(begin)

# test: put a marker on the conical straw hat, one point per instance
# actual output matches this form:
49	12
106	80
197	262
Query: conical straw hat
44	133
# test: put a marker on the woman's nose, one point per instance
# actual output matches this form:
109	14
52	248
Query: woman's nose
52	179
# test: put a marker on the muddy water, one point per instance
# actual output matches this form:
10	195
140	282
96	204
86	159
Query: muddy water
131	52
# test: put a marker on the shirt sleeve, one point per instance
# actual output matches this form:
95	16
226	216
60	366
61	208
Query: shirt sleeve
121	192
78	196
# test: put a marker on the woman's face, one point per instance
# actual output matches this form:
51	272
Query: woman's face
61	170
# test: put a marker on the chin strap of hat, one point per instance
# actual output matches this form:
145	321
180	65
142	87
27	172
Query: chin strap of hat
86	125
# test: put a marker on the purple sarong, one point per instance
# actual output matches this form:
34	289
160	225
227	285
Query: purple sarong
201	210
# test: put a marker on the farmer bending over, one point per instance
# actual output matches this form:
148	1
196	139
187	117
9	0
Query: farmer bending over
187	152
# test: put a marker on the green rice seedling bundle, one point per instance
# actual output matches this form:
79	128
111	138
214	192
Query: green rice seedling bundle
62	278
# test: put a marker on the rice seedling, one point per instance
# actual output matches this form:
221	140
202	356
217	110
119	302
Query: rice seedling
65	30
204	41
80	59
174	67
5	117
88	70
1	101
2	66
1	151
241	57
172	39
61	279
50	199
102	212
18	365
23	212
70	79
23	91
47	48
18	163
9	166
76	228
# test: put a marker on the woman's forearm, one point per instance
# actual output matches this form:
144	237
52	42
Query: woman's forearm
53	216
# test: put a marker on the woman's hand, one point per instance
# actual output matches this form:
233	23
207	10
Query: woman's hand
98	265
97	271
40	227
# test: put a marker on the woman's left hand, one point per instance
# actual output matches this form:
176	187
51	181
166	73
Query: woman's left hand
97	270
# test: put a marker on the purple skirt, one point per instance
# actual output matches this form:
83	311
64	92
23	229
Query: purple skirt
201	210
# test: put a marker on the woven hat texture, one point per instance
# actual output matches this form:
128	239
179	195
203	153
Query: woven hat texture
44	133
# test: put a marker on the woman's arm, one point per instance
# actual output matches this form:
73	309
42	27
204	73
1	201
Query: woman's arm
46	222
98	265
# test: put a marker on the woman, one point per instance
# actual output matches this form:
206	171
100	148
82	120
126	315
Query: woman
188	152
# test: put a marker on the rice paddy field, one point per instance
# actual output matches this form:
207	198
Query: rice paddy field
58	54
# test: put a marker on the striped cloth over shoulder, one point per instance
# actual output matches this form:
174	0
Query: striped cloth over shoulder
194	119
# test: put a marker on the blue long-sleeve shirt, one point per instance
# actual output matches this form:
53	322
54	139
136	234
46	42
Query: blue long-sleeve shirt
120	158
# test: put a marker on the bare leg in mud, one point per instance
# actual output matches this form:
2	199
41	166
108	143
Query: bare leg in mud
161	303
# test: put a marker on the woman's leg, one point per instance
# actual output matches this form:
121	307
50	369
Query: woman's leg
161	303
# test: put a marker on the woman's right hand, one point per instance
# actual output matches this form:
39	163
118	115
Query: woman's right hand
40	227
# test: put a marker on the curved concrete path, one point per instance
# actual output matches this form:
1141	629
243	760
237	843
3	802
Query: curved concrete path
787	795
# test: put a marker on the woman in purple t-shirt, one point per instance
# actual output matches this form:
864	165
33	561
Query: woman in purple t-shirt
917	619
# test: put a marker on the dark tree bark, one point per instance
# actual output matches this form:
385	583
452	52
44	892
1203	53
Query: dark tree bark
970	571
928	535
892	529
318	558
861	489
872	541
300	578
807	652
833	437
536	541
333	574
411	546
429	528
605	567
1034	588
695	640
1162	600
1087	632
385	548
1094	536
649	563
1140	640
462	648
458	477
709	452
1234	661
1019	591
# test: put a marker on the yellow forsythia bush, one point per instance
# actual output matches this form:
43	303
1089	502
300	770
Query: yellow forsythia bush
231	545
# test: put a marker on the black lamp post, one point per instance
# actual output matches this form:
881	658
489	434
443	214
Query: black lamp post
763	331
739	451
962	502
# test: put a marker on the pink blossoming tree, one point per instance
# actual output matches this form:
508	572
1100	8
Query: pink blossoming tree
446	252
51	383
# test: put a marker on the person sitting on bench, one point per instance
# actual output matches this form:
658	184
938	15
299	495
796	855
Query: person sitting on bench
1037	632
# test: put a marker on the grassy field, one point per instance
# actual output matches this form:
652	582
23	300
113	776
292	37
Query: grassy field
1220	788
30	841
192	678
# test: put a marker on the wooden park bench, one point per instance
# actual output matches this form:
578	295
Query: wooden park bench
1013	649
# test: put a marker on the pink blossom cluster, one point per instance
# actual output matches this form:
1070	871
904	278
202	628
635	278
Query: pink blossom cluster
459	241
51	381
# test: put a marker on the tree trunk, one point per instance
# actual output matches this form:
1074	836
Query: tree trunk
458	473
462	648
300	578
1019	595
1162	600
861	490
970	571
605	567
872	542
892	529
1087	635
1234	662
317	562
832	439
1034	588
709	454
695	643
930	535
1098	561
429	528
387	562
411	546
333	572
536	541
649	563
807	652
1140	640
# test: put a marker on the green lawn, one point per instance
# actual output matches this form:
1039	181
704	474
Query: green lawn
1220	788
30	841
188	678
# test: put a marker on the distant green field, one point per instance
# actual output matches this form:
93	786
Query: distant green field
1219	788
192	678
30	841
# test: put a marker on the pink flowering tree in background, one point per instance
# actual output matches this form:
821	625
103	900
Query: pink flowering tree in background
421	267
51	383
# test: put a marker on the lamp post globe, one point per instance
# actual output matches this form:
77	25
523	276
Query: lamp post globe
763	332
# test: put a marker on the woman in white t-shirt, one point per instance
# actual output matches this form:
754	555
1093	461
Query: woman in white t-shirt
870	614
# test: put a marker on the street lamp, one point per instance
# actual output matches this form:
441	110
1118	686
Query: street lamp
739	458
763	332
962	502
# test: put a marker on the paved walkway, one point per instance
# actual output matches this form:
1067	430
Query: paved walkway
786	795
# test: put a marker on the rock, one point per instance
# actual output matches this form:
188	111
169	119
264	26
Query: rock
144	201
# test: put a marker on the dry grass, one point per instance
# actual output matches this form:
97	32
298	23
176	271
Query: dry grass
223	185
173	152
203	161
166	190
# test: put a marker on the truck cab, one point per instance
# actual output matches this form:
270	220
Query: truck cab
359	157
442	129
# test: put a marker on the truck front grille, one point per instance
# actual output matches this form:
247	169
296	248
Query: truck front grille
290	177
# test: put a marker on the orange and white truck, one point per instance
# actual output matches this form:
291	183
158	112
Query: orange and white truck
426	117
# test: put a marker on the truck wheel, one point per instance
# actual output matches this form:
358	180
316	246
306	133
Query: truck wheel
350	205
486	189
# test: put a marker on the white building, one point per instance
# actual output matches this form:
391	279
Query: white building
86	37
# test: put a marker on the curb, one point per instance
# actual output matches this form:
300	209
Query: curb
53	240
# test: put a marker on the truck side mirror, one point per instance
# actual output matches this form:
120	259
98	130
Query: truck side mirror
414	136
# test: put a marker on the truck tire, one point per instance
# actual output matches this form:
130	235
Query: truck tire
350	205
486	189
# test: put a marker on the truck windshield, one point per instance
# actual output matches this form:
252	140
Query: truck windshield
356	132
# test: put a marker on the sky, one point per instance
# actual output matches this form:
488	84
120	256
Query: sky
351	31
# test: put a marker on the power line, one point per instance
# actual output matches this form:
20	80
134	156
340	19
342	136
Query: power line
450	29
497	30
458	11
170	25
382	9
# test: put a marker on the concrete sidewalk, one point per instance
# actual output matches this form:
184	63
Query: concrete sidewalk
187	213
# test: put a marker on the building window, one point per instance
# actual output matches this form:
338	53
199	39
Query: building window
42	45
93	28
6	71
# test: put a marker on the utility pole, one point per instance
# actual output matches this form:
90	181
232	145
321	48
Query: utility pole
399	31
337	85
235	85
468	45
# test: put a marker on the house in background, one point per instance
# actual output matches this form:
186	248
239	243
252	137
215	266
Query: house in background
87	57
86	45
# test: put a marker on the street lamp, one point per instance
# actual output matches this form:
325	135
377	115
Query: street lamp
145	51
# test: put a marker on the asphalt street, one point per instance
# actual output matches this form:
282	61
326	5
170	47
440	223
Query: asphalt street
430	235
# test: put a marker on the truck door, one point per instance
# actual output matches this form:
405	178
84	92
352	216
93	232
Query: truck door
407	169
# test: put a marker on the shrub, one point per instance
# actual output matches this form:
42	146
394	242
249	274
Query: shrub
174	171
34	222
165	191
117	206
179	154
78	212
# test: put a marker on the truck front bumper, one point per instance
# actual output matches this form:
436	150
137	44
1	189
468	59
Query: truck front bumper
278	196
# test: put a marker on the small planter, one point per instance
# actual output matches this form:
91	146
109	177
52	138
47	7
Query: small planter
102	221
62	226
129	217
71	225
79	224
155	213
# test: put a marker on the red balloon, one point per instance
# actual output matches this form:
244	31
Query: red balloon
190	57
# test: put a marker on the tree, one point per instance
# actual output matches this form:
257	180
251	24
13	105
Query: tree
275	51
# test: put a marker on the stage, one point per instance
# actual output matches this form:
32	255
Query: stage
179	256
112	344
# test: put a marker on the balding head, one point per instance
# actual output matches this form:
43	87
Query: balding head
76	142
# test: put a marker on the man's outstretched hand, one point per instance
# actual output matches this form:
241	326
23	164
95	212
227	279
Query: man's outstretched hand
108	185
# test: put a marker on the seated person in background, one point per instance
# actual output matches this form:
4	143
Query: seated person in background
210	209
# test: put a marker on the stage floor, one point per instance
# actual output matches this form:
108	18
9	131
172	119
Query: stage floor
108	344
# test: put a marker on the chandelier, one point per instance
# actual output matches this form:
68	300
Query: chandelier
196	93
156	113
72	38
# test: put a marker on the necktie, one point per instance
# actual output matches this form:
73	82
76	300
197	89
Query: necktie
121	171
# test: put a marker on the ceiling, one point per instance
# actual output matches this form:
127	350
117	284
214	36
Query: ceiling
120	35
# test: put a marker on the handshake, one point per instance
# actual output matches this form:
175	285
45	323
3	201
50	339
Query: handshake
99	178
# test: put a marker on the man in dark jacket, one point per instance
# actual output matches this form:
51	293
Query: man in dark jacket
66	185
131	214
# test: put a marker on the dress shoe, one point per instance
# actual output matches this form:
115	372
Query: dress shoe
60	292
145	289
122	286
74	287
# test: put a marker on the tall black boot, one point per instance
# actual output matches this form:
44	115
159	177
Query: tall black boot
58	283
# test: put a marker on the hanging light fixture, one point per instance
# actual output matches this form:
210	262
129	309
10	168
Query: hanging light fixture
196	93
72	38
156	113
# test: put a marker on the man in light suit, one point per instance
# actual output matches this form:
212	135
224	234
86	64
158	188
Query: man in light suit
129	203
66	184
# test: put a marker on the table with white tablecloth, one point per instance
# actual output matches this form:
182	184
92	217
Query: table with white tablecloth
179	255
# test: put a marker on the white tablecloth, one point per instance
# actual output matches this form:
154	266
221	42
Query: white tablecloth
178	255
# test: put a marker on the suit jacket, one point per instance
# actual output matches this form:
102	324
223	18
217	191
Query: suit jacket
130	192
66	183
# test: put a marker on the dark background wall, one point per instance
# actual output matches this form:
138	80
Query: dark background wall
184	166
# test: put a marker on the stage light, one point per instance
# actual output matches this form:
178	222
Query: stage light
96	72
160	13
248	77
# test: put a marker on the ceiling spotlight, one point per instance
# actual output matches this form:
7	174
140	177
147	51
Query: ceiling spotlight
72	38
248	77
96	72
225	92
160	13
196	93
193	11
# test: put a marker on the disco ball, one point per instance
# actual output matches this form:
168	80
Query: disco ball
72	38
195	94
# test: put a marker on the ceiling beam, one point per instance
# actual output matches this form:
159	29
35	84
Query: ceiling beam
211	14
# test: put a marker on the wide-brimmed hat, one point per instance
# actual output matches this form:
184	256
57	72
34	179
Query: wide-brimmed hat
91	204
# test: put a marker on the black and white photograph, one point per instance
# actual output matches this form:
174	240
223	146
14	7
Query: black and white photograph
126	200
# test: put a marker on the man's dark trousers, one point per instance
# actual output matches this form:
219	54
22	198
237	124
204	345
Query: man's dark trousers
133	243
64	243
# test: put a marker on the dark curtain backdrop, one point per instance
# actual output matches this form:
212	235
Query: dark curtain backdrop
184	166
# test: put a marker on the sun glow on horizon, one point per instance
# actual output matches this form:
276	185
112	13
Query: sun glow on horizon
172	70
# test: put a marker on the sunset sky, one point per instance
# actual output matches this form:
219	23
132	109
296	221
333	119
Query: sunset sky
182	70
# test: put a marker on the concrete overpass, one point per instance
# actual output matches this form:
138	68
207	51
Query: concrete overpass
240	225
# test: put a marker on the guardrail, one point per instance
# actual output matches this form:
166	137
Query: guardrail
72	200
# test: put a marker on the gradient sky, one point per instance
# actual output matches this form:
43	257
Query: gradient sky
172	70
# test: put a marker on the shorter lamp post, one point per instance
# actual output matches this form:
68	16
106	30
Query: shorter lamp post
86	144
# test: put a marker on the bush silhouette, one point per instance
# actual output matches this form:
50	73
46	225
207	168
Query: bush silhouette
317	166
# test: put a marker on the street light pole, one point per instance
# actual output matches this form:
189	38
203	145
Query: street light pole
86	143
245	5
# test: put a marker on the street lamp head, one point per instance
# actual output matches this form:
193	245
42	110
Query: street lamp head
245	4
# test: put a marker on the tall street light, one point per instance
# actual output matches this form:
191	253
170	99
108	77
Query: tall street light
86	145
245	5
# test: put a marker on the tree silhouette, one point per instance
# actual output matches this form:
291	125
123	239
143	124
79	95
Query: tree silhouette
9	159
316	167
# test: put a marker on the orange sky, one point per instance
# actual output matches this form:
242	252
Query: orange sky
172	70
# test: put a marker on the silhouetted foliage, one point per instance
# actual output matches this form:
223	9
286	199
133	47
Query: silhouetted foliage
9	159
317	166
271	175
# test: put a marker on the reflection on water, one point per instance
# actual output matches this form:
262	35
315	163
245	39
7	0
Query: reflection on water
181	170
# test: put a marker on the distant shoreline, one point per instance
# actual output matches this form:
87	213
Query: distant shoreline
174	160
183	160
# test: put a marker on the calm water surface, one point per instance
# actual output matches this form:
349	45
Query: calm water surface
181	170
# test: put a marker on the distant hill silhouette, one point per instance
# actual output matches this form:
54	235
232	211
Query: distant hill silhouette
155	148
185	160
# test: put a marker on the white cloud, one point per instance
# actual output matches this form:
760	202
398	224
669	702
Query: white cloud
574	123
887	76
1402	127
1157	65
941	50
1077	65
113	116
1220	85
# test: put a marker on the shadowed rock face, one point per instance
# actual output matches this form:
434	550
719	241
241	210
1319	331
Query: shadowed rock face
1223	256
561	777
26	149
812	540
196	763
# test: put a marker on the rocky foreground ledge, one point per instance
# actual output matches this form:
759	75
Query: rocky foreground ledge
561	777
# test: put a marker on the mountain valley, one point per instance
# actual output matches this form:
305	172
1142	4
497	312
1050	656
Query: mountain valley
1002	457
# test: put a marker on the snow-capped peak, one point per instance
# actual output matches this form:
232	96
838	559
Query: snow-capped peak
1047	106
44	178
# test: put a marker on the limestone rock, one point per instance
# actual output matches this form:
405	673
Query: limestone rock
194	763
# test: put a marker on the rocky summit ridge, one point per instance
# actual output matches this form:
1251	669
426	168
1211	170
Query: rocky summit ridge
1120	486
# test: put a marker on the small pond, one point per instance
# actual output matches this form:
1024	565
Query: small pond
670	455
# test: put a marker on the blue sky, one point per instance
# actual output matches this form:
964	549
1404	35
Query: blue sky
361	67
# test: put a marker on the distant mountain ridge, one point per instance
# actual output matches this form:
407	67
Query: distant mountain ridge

(end)

TASK DESCRIPTION:
Begin with the line that contains "# test: put a marker on the distant shoreline, one" and end with the last line of the records; set down every line in that span exactly, and nothing else.

RESPONSE:
# test: put a marker on the distant shoreline, one point per instance
# actual output matches this form:
87	213
Query: distant shoreline
174	160
183	160
# test: put a marker on the calm water surface, one point per instance
# actual output matches this form:
349	45
Query: calm water surface
181	170
# test: put a marker on the distant hill silhouette, one point per instance
# actual output matches this form:
54	235
232	211
Query: distant hill silhouette
155	148
185	160
# test: put a marker on the white cloud, one point per instance
# actual output matches this form:
760	202
398	224
669	702
Query: white cloud
574	123
887	76
1402	127
1157	65
941	50
1077	65
113	116
1220	85
# test: put a marker on the shadowed rock face, one point per instance
# actual output matches this form:
434	550
719	241
241	210
1319	331
Query: shadowed rock face
1223	256
561	777
26	149
812	540
196	763
# test: put a marker on the rocky foreground ledge, one point per instance
# actual output matches this form:
759	75
Query: rocky foreground ledge
561	777
# test: put a marker on the mountain valley, one point per instance
# actual output matches this form:
305	172
1142	4
497	312
1050	656
Query: mountain valley
1002	457
# test: put a marker on the snow-capped peak, one point per instance
# actual output matches this form:
232	96
838	559
Query: snow-capped peak
1047	106
44	178
# test: put a marker on the limestone rock, one point per instance
# actual output matches this form:
405	673
Query: limestone rock
194	763
# test: put a marker on the rocky summit ridge, one point per instance
# actual output matches this form:
1251	669
426	168
1211	170
Query: rocky summit ridge
1120	486
# test: put a marker on the small pond, one point per instance
# actual output matches this form:
1024	565
Query: small pond
670	455
# test: put a marker on the blue sky, one point per instance
# actual output matches this form:
964	549
1404	35
Query: blue sky
361	67
# test: put a marker on the distant mountain ridge, one point per instance
# actual output matches this form:
407	67
Query: distant mountain ridge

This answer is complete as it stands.